_PROMPT_. Each entry in the listing must be set down again word for word.
=======
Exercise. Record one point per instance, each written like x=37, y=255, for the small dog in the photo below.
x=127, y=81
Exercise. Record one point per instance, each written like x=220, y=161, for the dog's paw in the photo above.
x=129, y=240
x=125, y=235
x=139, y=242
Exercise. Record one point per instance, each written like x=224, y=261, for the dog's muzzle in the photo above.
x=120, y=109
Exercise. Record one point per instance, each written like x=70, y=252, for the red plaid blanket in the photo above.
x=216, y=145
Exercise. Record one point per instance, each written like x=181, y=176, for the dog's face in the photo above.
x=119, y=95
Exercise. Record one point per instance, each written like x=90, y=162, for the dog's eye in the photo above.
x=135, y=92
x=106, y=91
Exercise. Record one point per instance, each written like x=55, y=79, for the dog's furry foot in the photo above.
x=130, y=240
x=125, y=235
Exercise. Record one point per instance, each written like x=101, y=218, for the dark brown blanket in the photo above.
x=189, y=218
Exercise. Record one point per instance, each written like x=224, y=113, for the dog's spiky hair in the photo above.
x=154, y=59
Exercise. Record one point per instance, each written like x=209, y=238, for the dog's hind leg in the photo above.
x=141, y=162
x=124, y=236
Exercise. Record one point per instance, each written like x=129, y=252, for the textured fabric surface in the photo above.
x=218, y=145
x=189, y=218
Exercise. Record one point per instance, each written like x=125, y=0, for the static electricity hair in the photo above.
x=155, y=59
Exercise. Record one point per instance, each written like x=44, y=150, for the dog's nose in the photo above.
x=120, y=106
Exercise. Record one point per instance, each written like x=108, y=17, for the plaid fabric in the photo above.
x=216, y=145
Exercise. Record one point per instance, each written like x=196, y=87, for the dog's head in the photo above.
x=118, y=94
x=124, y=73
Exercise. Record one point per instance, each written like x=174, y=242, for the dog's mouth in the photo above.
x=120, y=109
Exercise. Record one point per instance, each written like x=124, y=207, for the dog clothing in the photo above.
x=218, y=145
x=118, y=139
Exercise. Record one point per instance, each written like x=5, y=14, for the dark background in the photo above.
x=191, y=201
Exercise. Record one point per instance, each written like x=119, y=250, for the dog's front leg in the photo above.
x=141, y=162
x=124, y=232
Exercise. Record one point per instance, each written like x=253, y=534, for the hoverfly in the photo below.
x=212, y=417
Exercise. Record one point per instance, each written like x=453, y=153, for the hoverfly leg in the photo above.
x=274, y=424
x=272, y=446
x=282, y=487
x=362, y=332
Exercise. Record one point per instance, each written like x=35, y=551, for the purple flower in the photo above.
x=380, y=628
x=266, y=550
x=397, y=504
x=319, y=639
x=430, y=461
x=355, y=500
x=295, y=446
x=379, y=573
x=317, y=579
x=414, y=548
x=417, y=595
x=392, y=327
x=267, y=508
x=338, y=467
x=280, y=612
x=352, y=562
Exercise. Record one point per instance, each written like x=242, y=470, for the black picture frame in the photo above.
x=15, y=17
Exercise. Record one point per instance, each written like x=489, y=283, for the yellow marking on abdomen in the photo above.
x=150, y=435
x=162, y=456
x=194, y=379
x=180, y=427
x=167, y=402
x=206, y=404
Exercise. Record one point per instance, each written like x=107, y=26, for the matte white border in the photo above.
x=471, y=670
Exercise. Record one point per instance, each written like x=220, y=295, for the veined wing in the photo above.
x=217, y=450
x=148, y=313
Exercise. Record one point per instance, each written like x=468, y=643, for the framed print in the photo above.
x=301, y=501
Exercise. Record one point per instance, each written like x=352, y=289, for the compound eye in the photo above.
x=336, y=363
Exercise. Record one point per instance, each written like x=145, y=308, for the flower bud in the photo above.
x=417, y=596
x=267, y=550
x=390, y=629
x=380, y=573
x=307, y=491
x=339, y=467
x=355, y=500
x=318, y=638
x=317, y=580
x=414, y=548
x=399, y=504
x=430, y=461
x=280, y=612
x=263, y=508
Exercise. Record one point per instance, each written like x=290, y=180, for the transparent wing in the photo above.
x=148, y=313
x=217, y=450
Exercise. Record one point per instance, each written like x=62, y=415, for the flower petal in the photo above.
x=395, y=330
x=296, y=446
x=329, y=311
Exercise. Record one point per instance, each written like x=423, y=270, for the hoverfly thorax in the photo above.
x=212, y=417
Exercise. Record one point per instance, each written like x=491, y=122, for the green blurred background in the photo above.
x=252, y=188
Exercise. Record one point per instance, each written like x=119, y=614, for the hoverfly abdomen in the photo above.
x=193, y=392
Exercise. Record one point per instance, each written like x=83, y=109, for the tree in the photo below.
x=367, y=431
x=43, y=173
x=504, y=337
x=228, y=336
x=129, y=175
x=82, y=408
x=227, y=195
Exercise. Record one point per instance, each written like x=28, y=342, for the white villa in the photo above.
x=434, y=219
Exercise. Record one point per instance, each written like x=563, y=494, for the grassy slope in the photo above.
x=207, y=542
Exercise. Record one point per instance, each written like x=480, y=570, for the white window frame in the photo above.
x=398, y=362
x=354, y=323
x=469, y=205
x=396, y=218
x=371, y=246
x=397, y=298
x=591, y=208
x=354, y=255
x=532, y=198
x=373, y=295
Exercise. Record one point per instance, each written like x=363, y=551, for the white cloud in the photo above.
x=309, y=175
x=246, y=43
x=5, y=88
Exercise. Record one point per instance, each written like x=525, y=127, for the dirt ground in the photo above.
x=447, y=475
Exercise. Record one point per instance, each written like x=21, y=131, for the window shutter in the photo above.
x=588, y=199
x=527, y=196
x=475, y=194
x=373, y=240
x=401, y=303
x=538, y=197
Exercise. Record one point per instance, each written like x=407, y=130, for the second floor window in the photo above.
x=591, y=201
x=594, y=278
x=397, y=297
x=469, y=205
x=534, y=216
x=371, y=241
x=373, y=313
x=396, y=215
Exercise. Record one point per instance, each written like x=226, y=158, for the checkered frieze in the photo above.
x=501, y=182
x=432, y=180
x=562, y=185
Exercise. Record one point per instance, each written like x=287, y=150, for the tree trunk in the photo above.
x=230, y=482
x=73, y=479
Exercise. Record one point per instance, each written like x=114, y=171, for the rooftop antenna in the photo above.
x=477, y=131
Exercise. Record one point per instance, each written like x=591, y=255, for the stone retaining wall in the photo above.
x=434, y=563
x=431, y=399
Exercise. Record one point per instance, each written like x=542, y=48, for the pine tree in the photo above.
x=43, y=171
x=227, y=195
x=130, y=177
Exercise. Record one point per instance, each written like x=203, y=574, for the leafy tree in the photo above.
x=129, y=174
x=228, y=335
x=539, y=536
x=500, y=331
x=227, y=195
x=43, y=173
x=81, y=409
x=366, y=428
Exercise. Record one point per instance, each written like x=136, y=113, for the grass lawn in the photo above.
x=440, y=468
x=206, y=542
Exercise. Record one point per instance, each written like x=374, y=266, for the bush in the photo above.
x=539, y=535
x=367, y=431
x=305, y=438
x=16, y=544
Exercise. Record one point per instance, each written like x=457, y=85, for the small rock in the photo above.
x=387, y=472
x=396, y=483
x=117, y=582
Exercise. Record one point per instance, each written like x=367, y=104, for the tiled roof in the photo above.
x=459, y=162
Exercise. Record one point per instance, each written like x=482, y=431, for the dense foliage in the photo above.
=======
_RESULT OF THE TASK_.
Exercise. Record one point per instance, each written like x=37, y=255, for the small dog in the photo below.
x=127, y=81
Exercise. Record one point per instance, each written like x=220, y=161, for the dog's paw in the photo above.
x=129, y=240
x=125, y=235
x=139, y=242
Exercise. Record one point per instance, each written like x=224, y=261, for the dog's muzzle in the photo above.
x=120, y=109
Exercise. Record one point per instance, each written like x=70, y=252, for the red plaid blanket in the photo above.
x=216, y=145
Exercise. Record one point per instance, each written like x=181, y=176, for the dog's face in the photo above.
x=119, y=95
Exercise. Record one point per instance, each written like x=90, y=162, for the dog's eye in the photo above.
x=135, y=92
x=106, y=91
Exercise. Record one point per instance, each written like x=55, y=79, for the dog's furry foot in the photo above.
x=130, y=240
x=125, y=235
Exercise. Record one point per instance, each written like x=101, y=218, for the dark brown blanket in the photo above.
x=189, y=218
Exercise. Record one point per instance, each written like x=224, y=113, for the dog's spiky hair in the photo above.
x=154, y=59
Exercise. Record one point per instance, each written like x=209, y=238, for the dog's hind leg in the photo above.
x=141, y=162
x=124, y=236
Exercise. Record one point per instance, each written like x=129, y=252, for the textured fabric surface in the photo above.
x=218, y=145
x=189, y=218
Exercise. Record one point per instance, each written like x=125, y=0, for the static electricity hair in the photo above.
x=155, y=59
Exercise. Record one point per instance, each written like x=44, y=150, for the dog's nose in the photo above.
x=120, y=106
Exercise. Record one point per instance, each written like x=108, y=17, for the plaid fabric in the photo above.
x=216, y=145
Exercise. Record one point per instance, each written like x=196, y=87, for the dog's head in the photo above.
x=118, y=94
x=124, y=73
Exercise. Record one point per instance, each written like x=174, y=242, for the dog's mouth in the photo above.
x=120, y=109
Exercise. Record one point per instance, each written like x=124, y=207, for the dog clothing in the photo above.
x=218, y=145
x=118, y=139
Exercise. Record one point per instance, each written like x=5, y=14, for the dark background in the photo above.
x=191, y=201
Exercise. Record one point per instance, each written like x=119, y=250, for the dog's front leg in the photo above.
x=141, y=162
x=124, y=232
Exercise. Record one point per instance, each written like x=253, y=534, for the hoverfly in the photo below.
x=212, y=417
Exercise. Record one point per instance, each written like x=453, y=153, for the hoverfly leg in the photo above.
x=274, y=424
x=272, y=446
x=282, y=487
x=362, y=332
Exercise. Record one point per instance, each written like x=35, y=551, for the purple flower in the photo above.
x=380, y=628
x=266, y=550
x=397, y=504
x=319, y=639
x=430, y=461
x=355, y=500
x=295, y=446
x=379, y=573
x=317, y=579
x=414, y=548
x=417, y=595
x=392, y=327
x=267, y=508
x=338, y=467
x=280, y=612
x=352, y=562
Exercise. Record one point per instance, each written like x=242, y=470, for the black picture frame in the photo above.
x=15, y=17
Exercise. Record one point per instance, each written like x=489, y=283, for the yellow marking on abdomen in the photo above.
x=150, y=435
x=162, y=456
x=194, y=379
x=180, y=427
x=167, y=402
x=206, y=404
Exercise. Record one point per instance, each written like x=107, y=26, for the matte white border in the photo above.
x=471, y=670
Exercise. Record one point per instance, each written like x=220, y=295, for the veined wing in the photo above.
x=217, y=450
x=148, y=313
Exercise. Record one point per instance, each written like x=468, y=643, for the framed print in the photo above.
x=301, y=501
Exercise. Record one point per instance, each written like x=352, y=289, for the compound eye in the photo above.
x=336, y=363
Exercise. Record one point per instance, each written like x=145, y=308, for the flower bud in the photo above.
x=417, y=596
x=267, y=550
x=390, y=629
x=380, y=573
x=307, y=491
x=339, y=467
x=355, y=500
x=318, y=638
x=317, y=580
x=414, y=548
x=399, y=504
x=430, y=461
x=280, y=612
x=263, y=508
Exercise. Record one point per instance, each written like x=290, y=180, for the transparent wing in the photo above.
x=148, y=313
x=217, y=450
Exercise. Record one point per instance, each written like x=62, y=415, for the flower petal in the photo above.
x=395, y=330
x=296, y=446
x=329, y=311
Exercise. Record one point per instance, each written like x=423, y=270, for the hoverfly thorax in the photo above.
x=212, y=417
Exercise. Record one point per instance, each written like x=491, y=122, for the green blurred background in the photo above.
x=252, y=188
Exercise. Record one point per instance, each written like x=119, y=614, for the hoverfly abdomen in the photo above.
x=193, y=392
Exercise. Record one point per instance, each written like x=83, y=109, for the tree in the photo below.
x=367, y=431
x=43, y=173
x=504, y=337
x=228, y=336
x=129, y=175
x=82, y=408
x=227, y=195
Exercise. Record one point per instance, each written like x=28, y=342, for the white villa in the photo above.
x=434, y=219
Exercise. Record one point per instance, each written like x=563, y=494, for the grassy slope in the photo above.
x=207, y=542
Exercise. Record one point per instance, each written like x=480, y=570, for the white window frame in the photo above.
x=398, y=362
x=354, y=323
x=469, y=205
x=396, y=218
x=371, y=246
x=397, y=298
x=591, y=208
x=354, y=255
x=532, y=198
x=373, y=295
Exercise. Record one point per instance, each written like x=363, y=551, for the white cloud in the photo above.
x=309, y=175
x=246, y=43
x=5, y=88
Exercise. Record one point per instance, each written like x=525, y=127, for the dirt ground in the photo above.
x=447, y=475
Exercise. Record one point per instance, each written like x=21, y=131, for the window shutter in the photo above.
x=588, y=199
x=527, y=196
x=475, y=194
x=373, y=240
x=401, y=303
x=538, y=197
Exercise. Record one point per instance, each written like x=407, y=130, for the second floor window in the photo above.
x=591, y=201
x=594, y=278
x=397, y=297
x=469, y=205
x=534, y=216
x=371, y=241
x=373, y=313
x=396, y=215
Exercise. Record one point per instance, each written like x=226, y=158, for the checkered frieze in the photo above.
x=501, y=182
x=432, y=180
x=562, y=185
Exercise. Record one point per instance, each written like x=287, y=150, for the tree trunk in the photo above.
x=230, y=482
x=73, y=479
Exercise. Record one point per instance, each written like x=114, y=171, for the rooftop antenna in the photo above.
x=477, y=131
Exercise. Record one point per instance, each written like x=591, y=255, for the stone retaining wall in the photo above.
x=434, y=563
x=431, y=399
Exercise. Record one point per instance, each written like x=542, y=48, for the pine tree in the photo above.
x=43, y=171
x=227, y=195
x=130, y=177
Exercise. Record one point per instance, each written like x=203, y=574, for the leafy tree in the photo above.
x=129, y=174
x=228, y=335
x=539, y=536
x=500, y=331
x=227, y=195
x=43, y=173
x=81, y=409
x=366, y=428
Exercise. Record one point per instance, each written like x=136, y=113, for the grass lawn in the photo above.
x=440, y=468
x=206, y=542
Exercise. Record one point per instance, each written like x=374, y=266, for the bush in the photo above.
x=539, y=535
x=367, y=431
x=305, y=438
x=16, y=544
Exercise. Record one point per instance, each written like x=457, y=85, for the small rock in the photo above.
x=387, y=472
x=396, y=483
x=117, y=582
Exercise. Record one point per instance, each written like x=367, y=104, for the tiled roof in the photo above.
x=459, y=162
Exercise. Record one point per instance, each written like x=482, y=431, for the dense foliage in the photo above.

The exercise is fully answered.